# Tarea asignada:
Convierte en una tabla Markdown todas las líneas de abajo, desde la que contiene "Where can the stone" hasta la que contiene "Where can the paved", ambas incluidas, con una columna «N.º» para el número de fila y otra «Línea» para el texto. Deja fuera las líneas en blanco.

Entradas de datos guardadas
== == ==

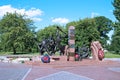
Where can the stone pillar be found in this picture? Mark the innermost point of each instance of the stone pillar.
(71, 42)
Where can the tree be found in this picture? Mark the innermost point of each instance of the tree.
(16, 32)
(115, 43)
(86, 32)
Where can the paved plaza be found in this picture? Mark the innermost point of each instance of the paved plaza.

== == ==

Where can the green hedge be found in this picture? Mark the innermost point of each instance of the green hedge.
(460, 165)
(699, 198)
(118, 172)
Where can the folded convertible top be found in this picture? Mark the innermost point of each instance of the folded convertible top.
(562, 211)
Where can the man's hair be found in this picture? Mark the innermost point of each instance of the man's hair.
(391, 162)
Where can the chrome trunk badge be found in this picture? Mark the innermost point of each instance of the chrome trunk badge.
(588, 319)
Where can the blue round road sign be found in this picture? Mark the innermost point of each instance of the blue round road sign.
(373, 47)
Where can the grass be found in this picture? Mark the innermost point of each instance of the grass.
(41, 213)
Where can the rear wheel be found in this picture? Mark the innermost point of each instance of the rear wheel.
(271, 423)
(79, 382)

== == ==

# Respuesta:
| N.º | Línea |
|---|---|
| 1 | Where can the stone pillar be found in this picture? Mark the innermost point of each instance of the stone pillar. |
| 2 | (71, 42) |
| 3 | Where can the tree be found in this picture? Mark the innermost point of each instance of the tree. |
| 4 | (16, 32) |
| 5 | (115, 43) |
| 6 | (86, 32) |
| 7 | Where can the paved plaza be found in this picture? Mark the innermost point of each instance of the paved plaza. |